**Records supplied**

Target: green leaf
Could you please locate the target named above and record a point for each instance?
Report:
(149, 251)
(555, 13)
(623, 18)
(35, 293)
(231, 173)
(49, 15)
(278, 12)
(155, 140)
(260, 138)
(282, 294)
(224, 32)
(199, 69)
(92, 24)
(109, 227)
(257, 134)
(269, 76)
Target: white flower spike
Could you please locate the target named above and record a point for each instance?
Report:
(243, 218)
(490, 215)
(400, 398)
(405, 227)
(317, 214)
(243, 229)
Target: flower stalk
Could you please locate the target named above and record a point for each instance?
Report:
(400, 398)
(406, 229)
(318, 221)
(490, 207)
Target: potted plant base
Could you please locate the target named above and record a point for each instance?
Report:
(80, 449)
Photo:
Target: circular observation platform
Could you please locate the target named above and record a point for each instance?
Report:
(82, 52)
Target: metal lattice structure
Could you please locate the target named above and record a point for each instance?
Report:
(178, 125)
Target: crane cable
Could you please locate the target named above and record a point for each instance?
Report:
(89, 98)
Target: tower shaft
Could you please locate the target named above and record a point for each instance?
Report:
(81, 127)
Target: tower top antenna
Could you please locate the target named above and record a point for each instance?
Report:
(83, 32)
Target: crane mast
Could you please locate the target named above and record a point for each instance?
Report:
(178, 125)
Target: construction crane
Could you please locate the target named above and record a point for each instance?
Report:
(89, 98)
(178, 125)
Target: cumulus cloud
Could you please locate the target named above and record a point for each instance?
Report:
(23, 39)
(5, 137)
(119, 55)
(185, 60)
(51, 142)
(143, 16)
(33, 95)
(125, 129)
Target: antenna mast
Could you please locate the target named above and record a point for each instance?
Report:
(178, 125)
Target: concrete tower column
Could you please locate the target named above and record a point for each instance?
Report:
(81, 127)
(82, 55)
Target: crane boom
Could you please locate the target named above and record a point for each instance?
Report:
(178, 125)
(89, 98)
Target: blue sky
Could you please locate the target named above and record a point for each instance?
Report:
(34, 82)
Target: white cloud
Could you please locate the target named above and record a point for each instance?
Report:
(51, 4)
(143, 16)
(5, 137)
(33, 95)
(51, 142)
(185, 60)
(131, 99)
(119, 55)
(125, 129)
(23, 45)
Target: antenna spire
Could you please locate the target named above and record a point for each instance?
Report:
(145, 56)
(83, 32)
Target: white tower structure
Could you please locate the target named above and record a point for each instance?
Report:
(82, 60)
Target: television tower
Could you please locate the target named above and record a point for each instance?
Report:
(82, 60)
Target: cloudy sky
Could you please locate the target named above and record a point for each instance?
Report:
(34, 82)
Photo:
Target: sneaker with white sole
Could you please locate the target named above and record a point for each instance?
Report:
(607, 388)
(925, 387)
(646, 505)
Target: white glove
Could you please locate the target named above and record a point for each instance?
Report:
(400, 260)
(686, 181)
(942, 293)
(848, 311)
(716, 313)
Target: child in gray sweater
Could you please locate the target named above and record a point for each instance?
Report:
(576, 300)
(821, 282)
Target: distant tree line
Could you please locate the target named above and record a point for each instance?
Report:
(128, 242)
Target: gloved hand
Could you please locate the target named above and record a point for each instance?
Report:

**Work to be completed**
Return every line above exactly as it stands.

**Solution to this task**
Target: green leaf
Could you please locate the target named above and record a point for each instance?
Report:
(149, 251)
(555, 13)
(623, 18)
(35, 293)
(231, 173)
(49, 15)
(278, 12)
(155, 140)
(260, 138)
(282, 294)
(224, 32)
(199, 69)
(92, 24)
(109, 227)
(257, 134)
(269, 76)
Target: white flower spike
Could you please locate the target named above and record a point for each instance?
Report:
(243, 218)
(490, 215)
(400, 398)
(405, 227)
(317, 214)
(243, 229)
Target: flower stalk
Could you please locate the target named above and record a point for each instance?
Report:
(400, 398)
(406, 229)
(318, 221)
(490, 207)
Target: potted plant base
Could you please locate the target named above and record a point for each instance?
Report:
(80, 449)
Photo:
Target: circular observation platform
Could you please locate the target named above and record a point for each instance?
Report:
(82, 52)
Target: metal lattice structure
Could you please locate the target named above and record a point for each instance?
Report:
(178, 125)
Target: crane cable
Could you please locate the target named above and record a point for each instance?
Report:
(89, 98)
Target: tower shaft
Could you please locate the target named above and record a point for each instance?
Report:
(81, 127)
Target: tower top antenna
Could you please locate the target named above and record a point for each instance?
Report:
(83, 32)
Target: crane mast
Could you please locate the target named above and record a point for each instance?
Report:
(178, 125)
Target: construction crane
Could you please locate the target named above and record a point for each instance?
Report:
(89, 98)
(178, 125)
Target: cumulus cloud
Could you please locate the target named above and record a point for each instance?
Report:
(23, 39)
(5, 137)
(119, 55)
(185, 60)
(51, 142)
(143, 16)
(33, 95)
(125, 129)
Target: antenna mast
Could you please locate the target named above and record a point for each instance?
Report:
(178, 125)
Target: concrete tower column
Could you please locate the target named above and record a point for each instance?
Report:
(81, 127)
(82, 55)
Target: crane boom
Could you please locate the target named above and record a point for each instance?
Report:
(178, 125)
(89, 98)
Target: blue sky
Could you please locate the target named above and record a point for each instance?
Report:
(34, 82)
Target: white cloud
Could you please locate the target named above and record a point for each instance?
Report:
(51, 4)
(143, 16)
(5, 137)
(33, 95)
(51, 142)
(185, 60)
(131, 99)
(119, 55)
(125, 129)
(23, 45)
Target: antenna spire
Could you please locate the target named above and record a point for each instance?
Report:
(145, 56)
(83, 32)
Target: white tower structure
Could you please locate the target named above and record a point for each instance?
Report:
(82, 60)
Target: television tower
Could you please locate the target named above and record a point for each instance?
Report:
(82, 60)
Target: cloudy sky
Could you please locate the target named above and record a point for each instance?
Report:
(34, 82)
Photo:
Target: sneaker with white sole
Could you please locate the target named above and record a point for each instance?
Report:
(607, 388)
(925, 387)
(646, 505)
Target: white glove
Could you please locate the target named above and record a point for each instance?
Report:
(400, 260)
(686, 181)
(942, 293)
(848, 311)
(716, 313)
Target: child in gray sweater
Could you please locate the target named above and record a point for each instance?
Report:
(576, 300)
(821, 282)
Target: distant tree line
Could you please locate the target named above and record a point for each instance?
Report:
(128, 242)
Target: gloved hand
Could you please locate the target named above and record a point for each instance?
Report:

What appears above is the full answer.